▶ **Task instructions**
1 – Extract everything from "The assignment of" down to "penultimate syllable, /ˈkarθel/)." in the passage on Spanish stress, word for word.
2 – Please copy the records below line for line, leaving the pictures out of your answer.

▶ **Excerpt provided**
Although the three accentual patterns are present in Spanish, the paroxytone pattern is by far the most general. For example, Quilis (1993) examined a corpus composed of 9219 Spanish words of different grammatical categories such as verbs, nouns, etc. (excluding monosyllabic and unaccented words), and found that 80% of the words were paroxytone, whereas approximately 17% of the words were oxytone and 3% were proparoxytone. Therefore, the paroxytone pattern can be considered as the default accentual pattern in Spanish.

At the orthographic level, an accent mark is used in Spanish to indicate the stressed syllable only in specific cases. Following the Spanish spelling rules (Real Academia Española y Asociación de Academias de la Lengua Española, 2005) and as can be seen in Table 1, the accent mark is always required in proparoxytone words (e.g., pájaro), whereas its presence on paroyxytone and oxytone words depends on the structure of the final syllable of the word. Paroxytone words must be written with the accent mark (on the penultimate syllable) only when they end in a consonant other than –n or –s (e.g., cárcel). Along the same line, oxytone words must be spelled with the accent mark (on the final syllable) only when they end in a vowel or in –n or –s (e.g., bambú ‘bamboo’).

Table 1: Examples of proparoxytone, paroxytone and oxytone Spanish words with and without accent mark.

Lexical stress Final syllable of the word Accent mark Examples
Proparoxytone
words (PP)
Not specified Always required pájaro /ˈpaxaɾo/ ‘bird’
Paroxytone
words (P)
Ending with a vowel
Ending with –n or –s
Not required dulce
rosas
/ˈdulθe/
/ˈrosas/
‘sweet’
‘roses’
Ending with a consonant
other than –n or –s
Required cárcel
lápiz
/ˈkarθel/
/ˈlapiθ/
‘jail’
‘pencil’
Oxytone
words (O)
Ending with a consonant
other than –n or –s
Not required temor
moral
/teˈmor/
/moˈɾal/
‘fear’
‘moral’
Ending with a vowel
Ending with –n or –s
Required bambú
pasión
/bamˈbu/
/paˈsjon/
‘bamboo’
‘passion’

The assignment of stress in reading aloud can thus be deduced from the written form of the word, more specifically, from the presence of an accent mark, or, when there is no accent mark, from the structure of the final syllable of the word. For example, a word that ends in a vowel and has no accent mark (e.g., dulce, ‘sweet’) should be read as paroxytone (i.e., stress on the penultimate syllable, /ˈdulθe/). Along the same line, a word that ends in a consonant and has an accent mark on the penultimate syllable (e.g., cárcel) should also be read as paroxytone (i.e., stress on the penultimate syllable, /ˈkarθel/).

1.2. Visual word recognition models

A crucial issue in the examination of silent reading is to determine to what extent the visual representation of a printed word is phonologically recoded to be accessed in the lexicon. The models of visual word recognition can be classified according to the importance they give to the phonological code during lexical access (see Ferrand, 2001, for a description). Some models assume a direct access from the orthographic representation to the lexical representation, with no phonological recoding (e.g., Morton, 1969). On the contrary, other models postulate that the written words are necessarily recoded into a phonological code in order to access the lexical representations (e.g., van Orden, 1987). In between these two strong positions are dual-access models that combine direct access and phonological recoding, in the sense that they consider that the orthographic and phonological information are possible and separate sources of activation in the identification of written words. Among these models are, for example, the Dual-Route Cascade model (Coltheart, Rastle, Perry, Langdon, & Ziegler, 2001), the Parallel Distributed Processing model (Seidenberg & McClelland, 1989) or the Connectionist Dual Process model (Perry, Ziegler, & Zorzi, 2010, 2014). Despite the fact that these models differ in the way they consider the organization of the lexical representations (e.g., local or distributed) and the processing for words and pseudowords (different or similar), they share the idea that the orthographic code is dominant (i.e., the orthographic information is generally sufficient for reading) and that the phonological recoding is optional and necessary only in some specific conditions.

▶ **Named object pointing records**

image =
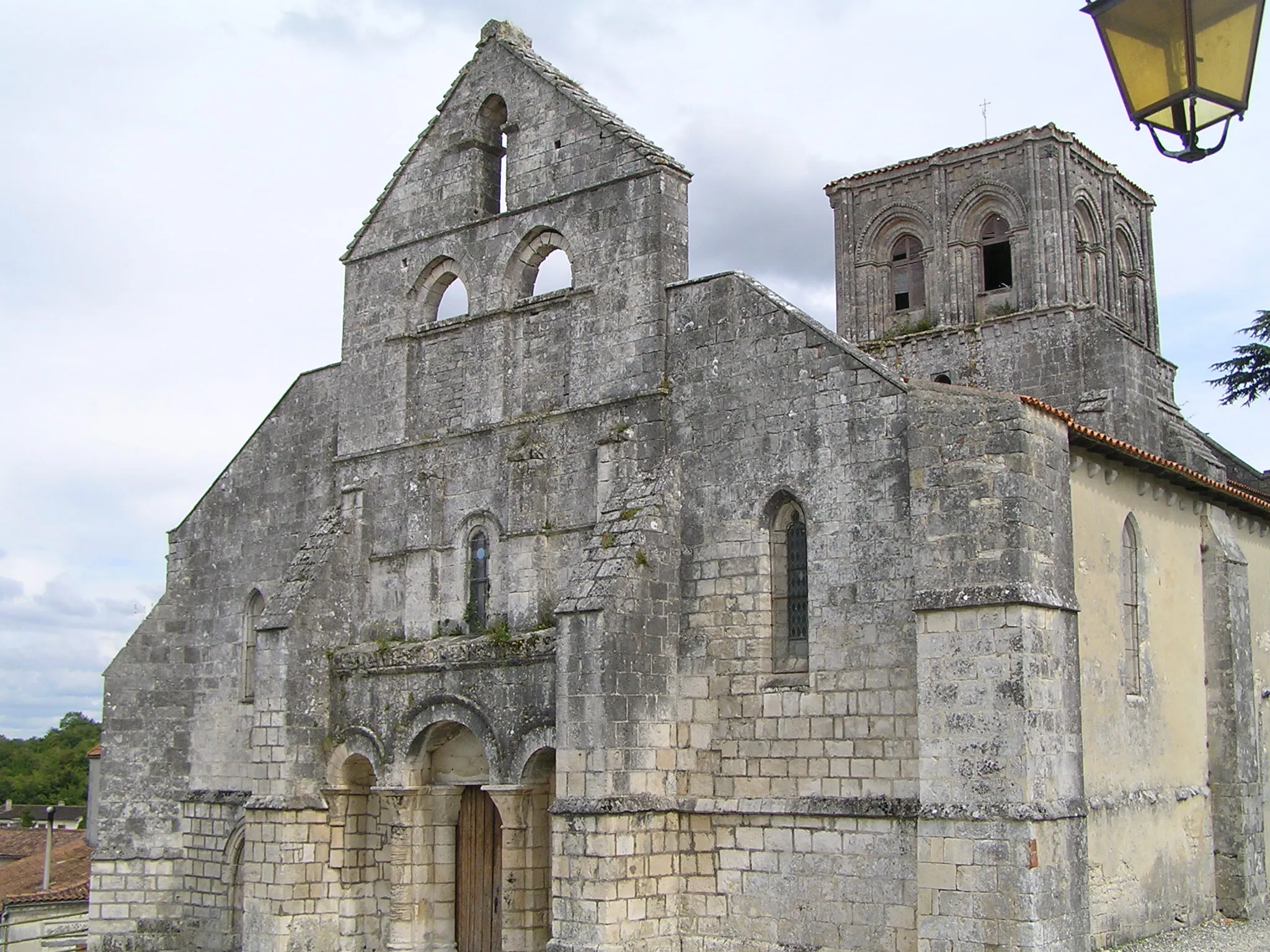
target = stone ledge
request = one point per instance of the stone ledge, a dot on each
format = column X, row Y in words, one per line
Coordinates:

▶ **Answers to the tasks**
1 –
The assignment of stress in reading aloud can thus be deduced from the written form of the word, more specifically, from the presence of an accent mark, or, when there is no accent mark, from the structure of the final syllable of the word. For example, a word that ends in a vowel and has no accent mark (e.g., dulce, ‘sweet’) should be read as paroxytone (i.e., stress on the penultimate syllable, /ˈdulθe/). Along the same line, a word that ends in a consonant and has an accent mark on the penultimate syllable (e.g., cárcel) should also be read as paroxytone (i.e., stress on the penultimate syllable, /ˈkarθel/).

2 –
image =
target = stone ledge
request = one point per instance of the stone ledge, a dot on each
format = column X, row Y in words, one per line
Coordinates:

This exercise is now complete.